* **Selected excerpt**:

________________________________________

Search Unity

  1. Welcome to the Unity Forums! Please take the time to read our Code of Conduct to familiarize yourself with the forum rules and how to post constructively.
  2. Dismiss Notice

Question NativeArray of ParallelWriters?

Discussion in 'Entity Component System' started by BogdanM, Aug 17, 2022.

  1. BogdanM

    BogdanM

    Joined:
    Sep 3, 2017
    Posts:
    8
    I am writing a rendering system using the Entities Library and one of my jobs is set to partition all entities that need rendering into specific queues (based on the renderer type and LoD). Many entities get culled, so these queues are needed as I have a dynamic number of entities that need drawing. Once the queues are ready I use .ToArray() to set a ComputeBuffer and call Graphics.DrawMeshInstancedIndirect. (it's very fast)

    Now my issue is having to send an unknown number of writers to the parallel Job. Sending one NativeQueue<T>.ParallelWriter is fine, but cannot create a NativeArray<ParallelWriter> as it's already marked as a NativeContainer. The solution I use now is a WritersWrapper struct that contains 20 parallel writers and has a this[index] accessor, essentially faking an array... but this is very cumbersome to keep updated as I need to adjust the code based on the data volume.

    What can be a solution for a dynamic number of ParallelWriters?

    Note1: I tried to use NativeParallelMultiHashMap to push my data at certain indices... but extracting back the data with a 'while' on the Enumerator is extremely slow. (there is no efficient GetValuesArrayForKey)

    Note2: If I remember correctly the Nordeus/Unite Austin Demo was using some unsafe code to handle pointers for this kind of Enqueuing... but that was in 2017, I'm hoping there is a cleaner solution now.
     
  2. DreamingImLatios

    DreamingImLatios

    Joined:
    Jun 3, 2017
    Posts:
    3,983
    Normally I would recommend NativeStream or UnsafeStream, but both have a pitfall in that they won't scale well as the number of different renderer and LOD combinations increase.

    NativeParallelMultiHashMap has TryGetFirstValue() and TryGetNextValue(). That's pretty fast in Burst.

    There's this which you can stuff inside a NativeArray: https://github.com/Dreaming381/Lati...re/Core/Containers/UnsafeParallelBlockList.cs

    But what I am really wondering is why aren't you using the Hybrid Renderer? I know there are reasons, like bad Android performance, but DMII has the same problem.
     
  3. sngdan

    sngdan

    Joined:
    Feb 7, 2014
    Posts:
    1,131
    I used to used entities (key) with a buffer (values) on them. This was back in 2019 or so, when NMHM had performance issues (clearing and iterating values).

________________________________________

(Records from a collection)
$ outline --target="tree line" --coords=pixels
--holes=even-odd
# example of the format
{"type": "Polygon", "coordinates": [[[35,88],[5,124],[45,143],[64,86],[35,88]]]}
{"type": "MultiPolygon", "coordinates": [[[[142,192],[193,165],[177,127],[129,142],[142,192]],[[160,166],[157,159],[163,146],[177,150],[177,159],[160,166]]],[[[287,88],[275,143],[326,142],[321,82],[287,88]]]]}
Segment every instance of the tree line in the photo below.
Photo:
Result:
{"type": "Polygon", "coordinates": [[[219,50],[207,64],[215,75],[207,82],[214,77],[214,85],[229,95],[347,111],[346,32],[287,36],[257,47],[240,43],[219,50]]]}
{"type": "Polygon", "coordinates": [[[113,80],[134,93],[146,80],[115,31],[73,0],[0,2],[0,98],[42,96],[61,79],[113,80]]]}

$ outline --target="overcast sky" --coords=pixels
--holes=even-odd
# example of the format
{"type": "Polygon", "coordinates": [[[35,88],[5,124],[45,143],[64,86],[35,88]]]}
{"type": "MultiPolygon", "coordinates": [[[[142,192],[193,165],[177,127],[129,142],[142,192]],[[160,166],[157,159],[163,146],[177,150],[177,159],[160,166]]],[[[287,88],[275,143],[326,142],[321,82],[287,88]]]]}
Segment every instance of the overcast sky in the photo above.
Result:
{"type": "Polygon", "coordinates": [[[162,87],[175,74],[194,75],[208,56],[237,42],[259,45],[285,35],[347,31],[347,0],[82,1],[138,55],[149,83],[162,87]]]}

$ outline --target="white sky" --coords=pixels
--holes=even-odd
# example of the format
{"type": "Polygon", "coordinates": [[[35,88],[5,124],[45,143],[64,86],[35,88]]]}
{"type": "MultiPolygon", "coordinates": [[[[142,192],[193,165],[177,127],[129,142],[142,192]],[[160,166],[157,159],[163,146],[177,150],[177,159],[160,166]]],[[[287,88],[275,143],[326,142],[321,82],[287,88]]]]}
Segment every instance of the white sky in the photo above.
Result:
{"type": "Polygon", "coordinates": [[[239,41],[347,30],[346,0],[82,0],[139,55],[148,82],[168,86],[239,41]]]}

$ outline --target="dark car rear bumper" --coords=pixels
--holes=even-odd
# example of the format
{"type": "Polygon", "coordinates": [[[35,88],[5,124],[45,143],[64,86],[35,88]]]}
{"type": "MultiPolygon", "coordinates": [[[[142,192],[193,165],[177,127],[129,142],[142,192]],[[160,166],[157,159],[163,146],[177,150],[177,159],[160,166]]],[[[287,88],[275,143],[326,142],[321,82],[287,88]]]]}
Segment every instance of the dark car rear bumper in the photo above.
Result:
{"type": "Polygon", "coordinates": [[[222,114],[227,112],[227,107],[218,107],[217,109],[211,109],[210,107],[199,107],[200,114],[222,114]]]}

________________________________________

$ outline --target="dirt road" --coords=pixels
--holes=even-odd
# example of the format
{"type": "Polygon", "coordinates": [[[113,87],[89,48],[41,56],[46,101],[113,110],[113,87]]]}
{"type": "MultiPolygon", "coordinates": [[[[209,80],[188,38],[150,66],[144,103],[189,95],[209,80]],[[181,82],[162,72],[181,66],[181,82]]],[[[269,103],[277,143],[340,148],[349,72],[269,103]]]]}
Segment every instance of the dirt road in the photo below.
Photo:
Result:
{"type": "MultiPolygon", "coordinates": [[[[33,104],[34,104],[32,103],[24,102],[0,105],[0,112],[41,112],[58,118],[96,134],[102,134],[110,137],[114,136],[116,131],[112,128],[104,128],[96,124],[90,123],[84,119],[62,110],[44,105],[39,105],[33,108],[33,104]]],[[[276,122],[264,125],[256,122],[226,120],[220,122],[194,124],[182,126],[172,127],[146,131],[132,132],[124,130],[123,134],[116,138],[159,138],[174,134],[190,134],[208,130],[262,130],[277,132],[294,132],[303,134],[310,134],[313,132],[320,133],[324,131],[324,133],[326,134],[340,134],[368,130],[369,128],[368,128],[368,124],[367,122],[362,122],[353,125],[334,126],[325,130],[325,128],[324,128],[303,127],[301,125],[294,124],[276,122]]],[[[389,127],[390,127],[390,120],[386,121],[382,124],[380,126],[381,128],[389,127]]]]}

________________________________________

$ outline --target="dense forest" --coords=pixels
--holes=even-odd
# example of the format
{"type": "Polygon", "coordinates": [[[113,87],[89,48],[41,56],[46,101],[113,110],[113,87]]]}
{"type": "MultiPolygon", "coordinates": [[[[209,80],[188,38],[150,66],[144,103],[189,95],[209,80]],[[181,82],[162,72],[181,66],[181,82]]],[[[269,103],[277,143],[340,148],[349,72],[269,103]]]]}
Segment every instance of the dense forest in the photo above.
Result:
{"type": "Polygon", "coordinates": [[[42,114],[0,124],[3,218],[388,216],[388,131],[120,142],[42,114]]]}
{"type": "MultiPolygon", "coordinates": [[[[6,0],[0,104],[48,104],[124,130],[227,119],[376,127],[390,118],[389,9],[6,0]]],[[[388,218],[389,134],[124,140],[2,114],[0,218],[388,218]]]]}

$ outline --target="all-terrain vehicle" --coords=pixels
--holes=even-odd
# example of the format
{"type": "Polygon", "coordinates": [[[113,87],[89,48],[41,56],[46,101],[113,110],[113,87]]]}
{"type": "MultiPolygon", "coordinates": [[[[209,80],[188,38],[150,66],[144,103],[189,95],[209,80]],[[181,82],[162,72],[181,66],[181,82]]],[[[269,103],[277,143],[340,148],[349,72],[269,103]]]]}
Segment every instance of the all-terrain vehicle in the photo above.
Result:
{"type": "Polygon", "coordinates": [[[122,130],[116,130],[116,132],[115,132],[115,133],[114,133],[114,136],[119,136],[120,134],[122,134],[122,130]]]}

________________________________________

* **Set exercise 1**:
Copy the forum thread starting at "1. Welcome to" and ending at "Aug 17, 2022.", with "Code of Conduct" renamed to "Community Guidelines".
* **Set exercise 2**:
In the forum thread, which two methods of NativeParallelMultiHashMap does DreamingImLatios name?
These rows have no connection to the forum thread.

* **Correct answer 1**:
1. Welcome to the Unity Forums! Please take the time to read our Community Guidelines to familiarize yourself with the forum rules and how to post constructively.
  2. Dismiss Notice

Question NativeArray of ParallelWriters?

Discussion in 'Entity Component System' started by BogdanM, Aug 17, 2022.

* **Correct answer 2**:
TryGetFirstValue() and TryGetNextValue()